> Prompt
Reproduce word for word the section of the forum discussion on space and redshift starting at "That is even" and ending at "sheet of paper?".

> Article
****************

"All I'm seeing are some fairly basic modeling assumptions."
Whose, besides yours?
"All I'm seeing are some fairly basic modeling assumptions."
Whose, besides yours?
John M,
Yes, perhaps "we are at the center of our optical view of [the universe]". May I suspect that the radius of that sphere (IIRC about 15 000 000 000 lys) deserves a scrutiny? As a naive layman I wonder if it doesn't matter whether or not the measurement includes a relativistic correction of the Doppler effect. Recently I heard that mature structures of were found even as remote as 11 000 000 000 lys.
This was a surprise to the experts.
Eckard
John,
RE: What would space be, if it had no physical features to bend, limit, or move it? It would have two characteristics; One, lacking bounds, it would be infinite. Two; lacking motion, it would be inert.
What of the converse? That is, what would space be if it had physical features to bend, limit, or move it? I suspect the converse is true and I tried to support this in my essay contribution.
By the way, your puzzles on F = ma and what mass fundamentally is are not yet fully grasped. But I agree it may not be fundamental like length and time.
Akinbo
Tom,
Why does the conversation go to snark whenever you are asked to think about anything beyond the holy writ?
Eckard,
They don't even have to be remote.
That is even a second generation star.
Regards,
John M
"Why does the conversation go to snark whenever you are asked to think about anything beyond the holy writ?"
I guess it's just because you can't resist.
Tom,
May I repeat the question I posed; The argument is there is no optical effect that would cause redshift, but look at it from the other direction and just assume, for modeling purposes, that there were; What would we see?
Regards,
John M
Akinbo,
Is nothing a point at the center of the page, or is it the blank sheet of paper?
If you dismiss space as anything other than a measure, the consequence is how to explain everything emerging from a point and where that point came from. On the other hand, if nothing is just empty space, then everything comes from this space being unstable; the fluctuating vacuum. Now given a fluctuating vacuum is already accepted by physics, then that makes the single point source superfluous. The universe we see can be based on convective cycles of this energy/mass dichotomy of expansion/contraction, with galaxies as the island universes, cycling energy out and mass in.
John M,
You provided a link to a different surprise, a putatively 13 000 000 000 lys old star pretty near to us.
IIRC it is also a challenge to explain the mature structures recently found at very remote locations.

****************

> Information provided
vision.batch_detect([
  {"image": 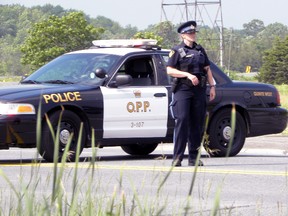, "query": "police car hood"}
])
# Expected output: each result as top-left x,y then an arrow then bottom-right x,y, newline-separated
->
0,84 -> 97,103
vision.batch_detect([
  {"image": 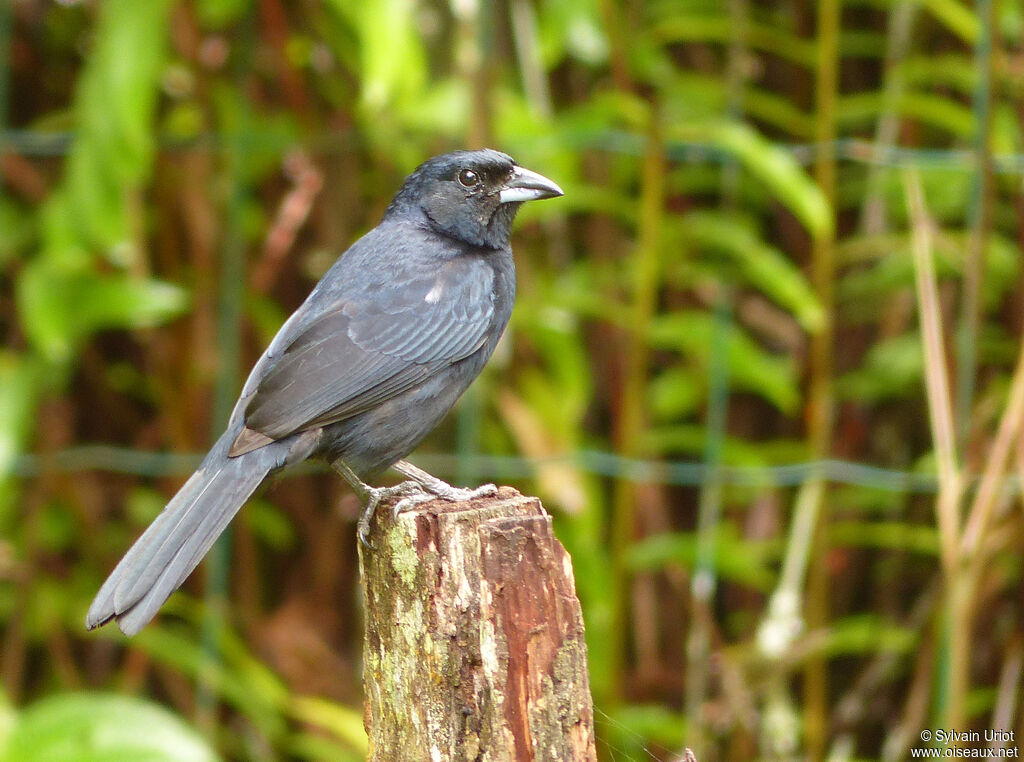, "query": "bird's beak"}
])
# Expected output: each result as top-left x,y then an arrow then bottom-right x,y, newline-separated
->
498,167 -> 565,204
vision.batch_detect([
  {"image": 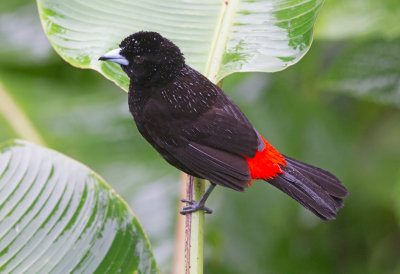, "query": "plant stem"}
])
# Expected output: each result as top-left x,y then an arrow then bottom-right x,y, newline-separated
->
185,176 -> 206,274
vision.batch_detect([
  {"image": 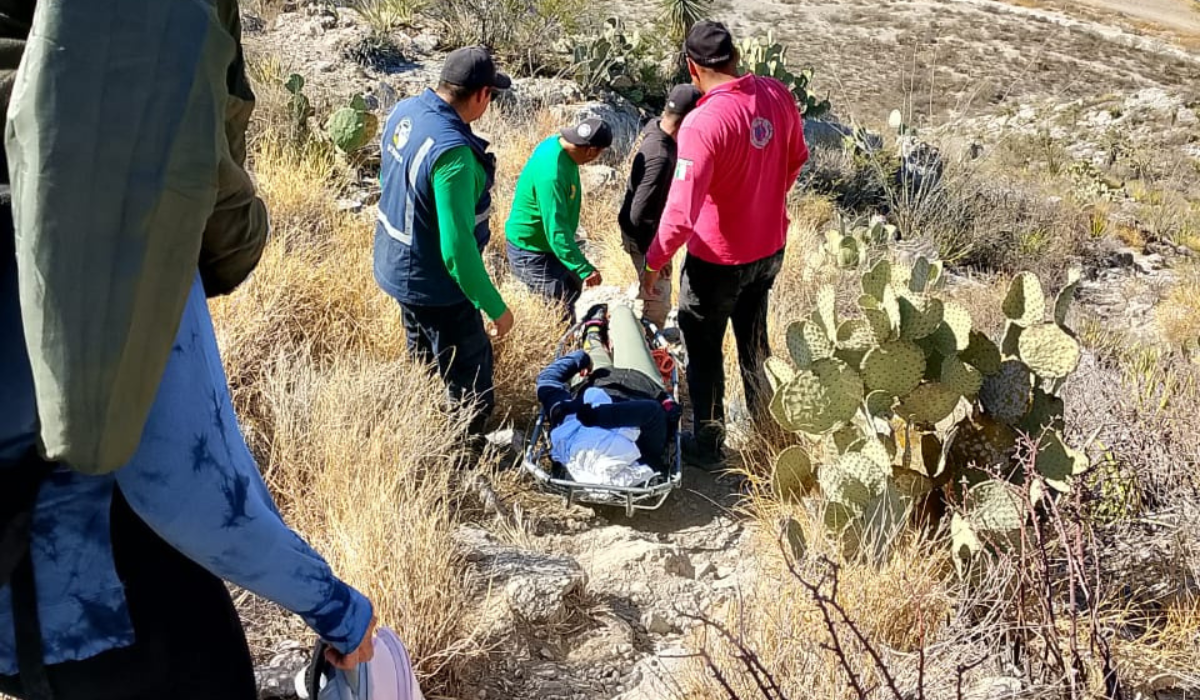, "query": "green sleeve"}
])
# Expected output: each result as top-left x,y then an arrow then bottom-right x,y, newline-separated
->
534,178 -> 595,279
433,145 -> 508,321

****************

> Task output
That is even a second generation star.
Regards,
John M
"Why does the conversation go to snark whenever you are asked to think about anything beyond the holy writ?"
I guess it's just because you can't resist.
Tom,
May I repeat the question I posed; The argument is there is no optical effect that would cause redshift, but look at it from the other direction and just assume, for modeling purposes, that there were; What would we see?
Regards,
John M
Akinbo,
Is nothing a point at the center of the page, or is it the blank sheet of paper?